## The problem
Copy out exactly every line from the line containing "Pressing-analysis tagging request: spot the dormer" until the records below end, inclusive of both boundary lines.

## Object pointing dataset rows
>>>>

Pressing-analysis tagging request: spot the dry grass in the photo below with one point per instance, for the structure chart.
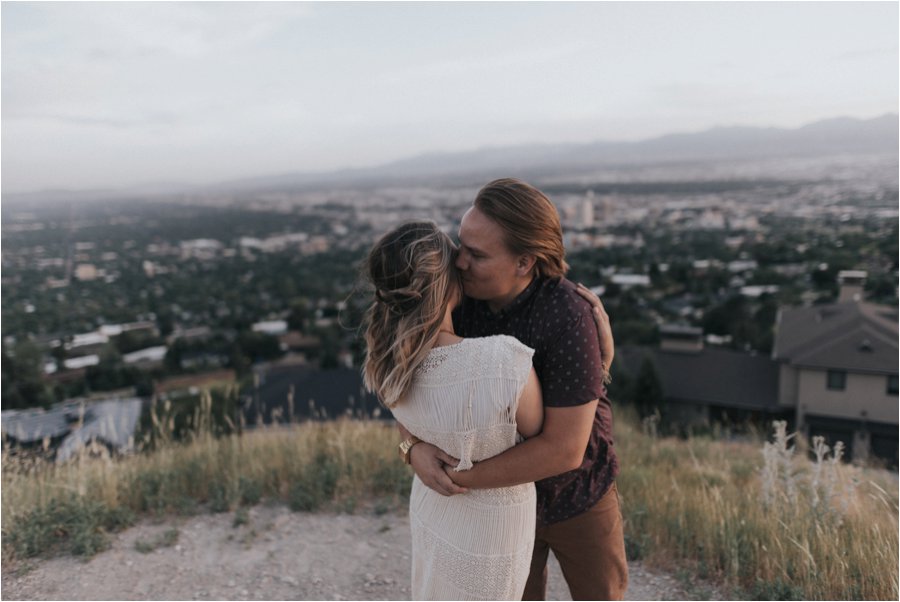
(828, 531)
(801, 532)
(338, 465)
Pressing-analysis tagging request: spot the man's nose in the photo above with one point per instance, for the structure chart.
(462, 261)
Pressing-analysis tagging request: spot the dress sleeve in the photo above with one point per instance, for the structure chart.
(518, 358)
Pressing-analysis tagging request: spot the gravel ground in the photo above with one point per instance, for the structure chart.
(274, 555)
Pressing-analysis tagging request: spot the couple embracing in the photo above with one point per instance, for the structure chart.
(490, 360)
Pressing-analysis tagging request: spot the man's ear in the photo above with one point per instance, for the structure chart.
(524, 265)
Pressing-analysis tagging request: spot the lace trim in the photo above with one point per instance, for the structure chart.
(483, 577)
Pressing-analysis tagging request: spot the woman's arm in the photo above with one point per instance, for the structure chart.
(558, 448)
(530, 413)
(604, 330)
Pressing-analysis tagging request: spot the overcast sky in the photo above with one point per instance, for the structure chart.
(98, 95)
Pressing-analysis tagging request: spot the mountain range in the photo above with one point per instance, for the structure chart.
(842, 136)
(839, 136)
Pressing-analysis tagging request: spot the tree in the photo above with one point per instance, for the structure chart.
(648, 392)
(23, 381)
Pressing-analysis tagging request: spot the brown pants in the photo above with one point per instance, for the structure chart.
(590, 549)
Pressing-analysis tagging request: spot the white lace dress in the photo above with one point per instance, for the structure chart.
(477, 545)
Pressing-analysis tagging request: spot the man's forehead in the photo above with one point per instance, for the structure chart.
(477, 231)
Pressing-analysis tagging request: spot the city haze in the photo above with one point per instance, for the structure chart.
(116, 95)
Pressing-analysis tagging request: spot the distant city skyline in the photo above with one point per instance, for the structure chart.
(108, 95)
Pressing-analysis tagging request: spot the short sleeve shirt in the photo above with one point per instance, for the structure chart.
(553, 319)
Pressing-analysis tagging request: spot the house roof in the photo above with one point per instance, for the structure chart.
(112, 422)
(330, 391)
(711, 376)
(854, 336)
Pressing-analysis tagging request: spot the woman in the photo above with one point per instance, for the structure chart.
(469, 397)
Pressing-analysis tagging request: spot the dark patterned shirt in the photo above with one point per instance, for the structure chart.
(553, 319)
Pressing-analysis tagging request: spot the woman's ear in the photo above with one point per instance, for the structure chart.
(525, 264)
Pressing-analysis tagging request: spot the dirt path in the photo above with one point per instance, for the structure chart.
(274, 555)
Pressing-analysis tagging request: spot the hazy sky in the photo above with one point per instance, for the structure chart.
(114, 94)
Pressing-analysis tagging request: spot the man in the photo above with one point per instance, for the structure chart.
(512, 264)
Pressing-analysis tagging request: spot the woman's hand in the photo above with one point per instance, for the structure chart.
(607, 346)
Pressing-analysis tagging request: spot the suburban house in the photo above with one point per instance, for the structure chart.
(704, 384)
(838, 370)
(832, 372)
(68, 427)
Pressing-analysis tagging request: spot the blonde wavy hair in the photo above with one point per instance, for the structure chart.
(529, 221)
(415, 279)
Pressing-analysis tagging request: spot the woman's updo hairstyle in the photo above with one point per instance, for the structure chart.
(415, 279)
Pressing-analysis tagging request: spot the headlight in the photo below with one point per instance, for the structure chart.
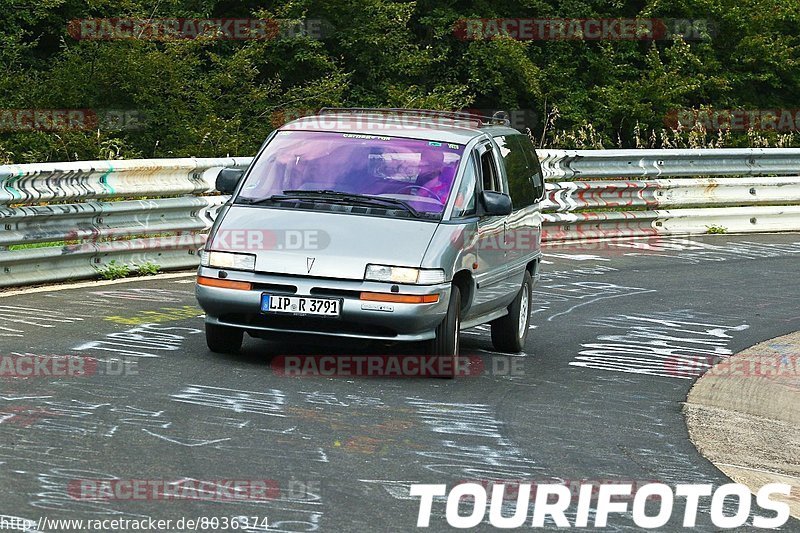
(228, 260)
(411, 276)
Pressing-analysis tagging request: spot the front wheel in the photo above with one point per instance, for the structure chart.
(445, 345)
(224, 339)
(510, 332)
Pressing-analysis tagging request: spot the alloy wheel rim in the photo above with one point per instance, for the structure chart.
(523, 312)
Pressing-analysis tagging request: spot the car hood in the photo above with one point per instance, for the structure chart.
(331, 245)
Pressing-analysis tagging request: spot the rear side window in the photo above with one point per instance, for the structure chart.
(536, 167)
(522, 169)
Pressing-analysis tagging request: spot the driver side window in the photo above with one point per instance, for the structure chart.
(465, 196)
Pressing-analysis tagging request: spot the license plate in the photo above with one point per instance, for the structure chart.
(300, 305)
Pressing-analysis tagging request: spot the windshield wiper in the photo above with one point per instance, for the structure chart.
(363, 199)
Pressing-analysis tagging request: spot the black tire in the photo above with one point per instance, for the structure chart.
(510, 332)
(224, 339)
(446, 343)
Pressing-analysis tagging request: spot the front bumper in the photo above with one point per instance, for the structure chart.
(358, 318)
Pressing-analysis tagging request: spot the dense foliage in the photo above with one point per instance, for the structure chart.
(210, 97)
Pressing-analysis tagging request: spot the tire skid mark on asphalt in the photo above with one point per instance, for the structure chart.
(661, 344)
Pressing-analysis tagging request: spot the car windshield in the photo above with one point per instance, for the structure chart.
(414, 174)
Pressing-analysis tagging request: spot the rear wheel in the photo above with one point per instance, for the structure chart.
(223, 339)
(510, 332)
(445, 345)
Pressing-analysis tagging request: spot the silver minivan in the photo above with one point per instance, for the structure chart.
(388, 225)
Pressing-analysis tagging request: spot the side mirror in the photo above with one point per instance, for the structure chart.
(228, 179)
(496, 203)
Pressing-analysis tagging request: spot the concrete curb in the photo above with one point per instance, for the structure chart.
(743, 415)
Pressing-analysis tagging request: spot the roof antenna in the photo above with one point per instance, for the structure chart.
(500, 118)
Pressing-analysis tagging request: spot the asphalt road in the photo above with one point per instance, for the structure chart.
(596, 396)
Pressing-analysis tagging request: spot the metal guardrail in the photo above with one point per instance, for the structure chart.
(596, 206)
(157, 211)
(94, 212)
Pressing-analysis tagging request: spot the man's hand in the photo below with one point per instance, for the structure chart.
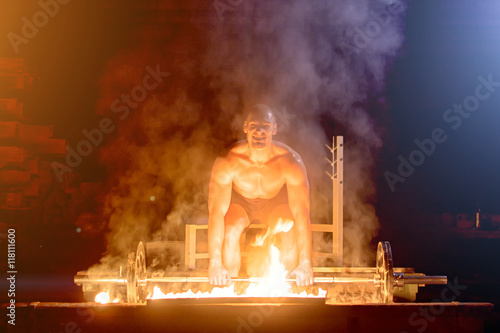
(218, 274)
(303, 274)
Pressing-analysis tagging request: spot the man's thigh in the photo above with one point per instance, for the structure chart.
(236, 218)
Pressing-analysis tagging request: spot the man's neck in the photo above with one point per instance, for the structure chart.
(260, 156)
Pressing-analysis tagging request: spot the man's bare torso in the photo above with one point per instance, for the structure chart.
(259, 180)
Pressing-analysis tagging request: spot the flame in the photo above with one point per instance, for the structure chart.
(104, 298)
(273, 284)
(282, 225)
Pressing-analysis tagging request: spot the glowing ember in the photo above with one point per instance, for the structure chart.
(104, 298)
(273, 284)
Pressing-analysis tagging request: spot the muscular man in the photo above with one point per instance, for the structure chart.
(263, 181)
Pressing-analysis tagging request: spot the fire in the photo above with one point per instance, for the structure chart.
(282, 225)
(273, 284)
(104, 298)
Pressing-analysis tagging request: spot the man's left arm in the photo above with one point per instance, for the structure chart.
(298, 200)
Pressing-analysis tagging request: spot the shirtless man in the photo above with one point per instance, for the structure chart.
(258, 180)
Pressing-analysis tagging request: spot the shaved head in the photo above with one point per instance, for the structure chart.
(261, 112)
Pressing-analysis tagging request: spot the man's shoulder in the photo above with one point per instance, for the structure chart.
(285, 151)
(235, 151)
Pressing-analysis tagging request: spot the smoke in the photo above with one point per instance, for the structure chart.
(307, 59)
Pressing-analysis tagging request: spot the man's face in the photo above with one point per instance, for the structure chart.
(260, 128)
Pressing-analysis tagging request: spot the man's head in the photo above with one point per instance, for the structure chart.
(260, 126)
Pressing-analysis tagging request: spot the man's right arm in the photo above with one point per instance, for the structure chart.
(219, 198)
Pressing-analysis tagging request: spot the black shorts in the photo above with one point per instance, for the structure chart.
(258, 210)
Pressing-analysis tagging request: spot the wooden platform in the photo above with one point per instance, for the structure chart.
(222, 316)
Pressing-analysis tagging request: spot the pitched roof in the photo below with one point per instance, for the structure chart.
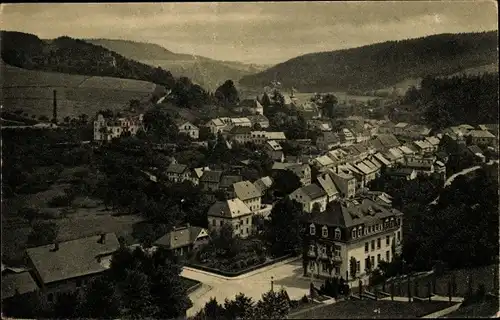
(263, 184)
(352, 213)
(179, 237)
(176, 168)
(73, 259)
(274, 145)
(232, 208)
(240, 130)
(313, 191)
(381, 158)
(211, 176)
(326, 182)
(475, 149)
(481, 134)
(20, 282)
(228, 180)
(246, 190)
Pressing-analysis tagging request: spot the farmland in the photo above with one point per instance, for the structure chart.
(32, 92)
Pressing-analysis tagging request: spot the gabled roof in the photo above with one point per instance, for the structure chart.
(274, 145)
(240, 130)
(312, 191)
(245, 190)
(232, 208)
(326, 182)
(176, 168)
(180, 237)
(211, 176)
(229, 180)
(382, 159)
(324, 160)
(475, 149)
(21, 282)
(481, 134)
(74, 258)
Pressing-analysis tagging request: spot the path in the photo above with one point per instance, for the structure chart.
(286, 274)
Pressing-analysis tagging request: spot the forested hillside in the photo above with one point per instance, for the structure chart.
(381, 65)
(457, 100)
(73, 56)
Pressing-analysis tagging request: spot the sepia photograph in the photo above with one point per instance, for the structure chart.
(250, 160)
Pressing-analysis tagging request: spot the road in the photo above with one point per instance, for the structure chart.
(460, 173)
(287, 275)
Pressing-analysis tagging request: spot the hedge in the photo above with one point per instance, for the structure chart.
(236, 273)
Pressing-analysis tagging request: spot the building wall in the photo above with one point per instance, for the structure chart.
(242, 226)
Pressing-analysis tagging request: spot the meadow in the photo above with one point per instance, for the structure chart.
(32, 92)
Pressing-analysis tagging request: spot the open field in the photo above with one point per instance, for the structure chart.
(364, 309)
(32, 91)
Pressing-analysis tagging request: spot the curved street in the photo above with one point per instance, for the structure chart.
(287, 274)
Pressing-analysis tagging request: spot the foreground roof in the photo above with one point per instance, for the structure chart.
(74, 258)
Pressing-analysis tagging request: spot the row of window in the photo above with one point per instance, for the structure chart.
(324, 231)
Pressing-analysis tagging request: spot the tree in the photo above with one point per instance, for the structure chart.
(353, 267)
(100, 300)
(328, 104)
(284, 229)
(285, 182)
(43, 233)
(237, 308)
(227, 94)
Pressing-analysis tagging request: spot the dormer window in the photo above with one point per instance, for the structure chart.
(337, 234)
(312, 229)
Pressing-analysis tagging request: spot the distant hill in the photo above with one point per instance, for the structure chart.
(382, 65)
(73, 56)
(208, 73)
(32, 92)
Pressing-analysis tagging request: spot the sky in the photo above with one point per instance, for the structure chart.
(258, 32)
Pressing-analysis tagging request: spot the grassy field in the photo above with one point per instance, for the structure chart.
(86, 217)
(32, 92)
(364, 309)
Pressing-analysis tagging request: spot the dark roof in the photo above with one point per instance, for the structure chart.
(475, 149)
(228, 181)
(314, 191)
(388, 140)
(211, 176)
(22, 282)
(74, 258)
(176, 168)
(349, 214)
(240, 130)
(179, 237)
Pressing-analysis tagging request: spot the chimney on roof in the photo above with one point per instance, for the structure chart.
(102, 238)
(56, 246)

<<<<

## Exercise output
Pressing-analysis tagging request: spot the dormer window in the photo above with one point per instance, for the structure chart.
(337, 234)
(312, 229)
Pressing-analysis tagging request: spot the distant hill in the photo above with one point per instance, for the structure chart.
(382, 65)
(73, 56)
(208, 73)
(32, 92)
Pressing-analysis tagging request: spot the sky in the photo above with one point per instance, for the structure chart.
(258, 32)
Pressing-analysis tagging request: spot the grassy field in the photo above with one point per instance, for the structure chart.
(86, 217)
(32, 92)
(364, 309)
Pressing-analysis tagging request: spot the dark roof in the photo above with one point per instance, for the structure chart.
(475, 149)
(228, 181)
(314, 191)
(388, 140)
(211, 176)
(22, 282)
(74, 258)
(176, 168)
(349, 214)
(240, 130)
(179, 237)
Pressing-analysis tagging request: spot the chimney on roof in the photo above with one point per instance, for the structure chart.
(102, 238)
(56, 246)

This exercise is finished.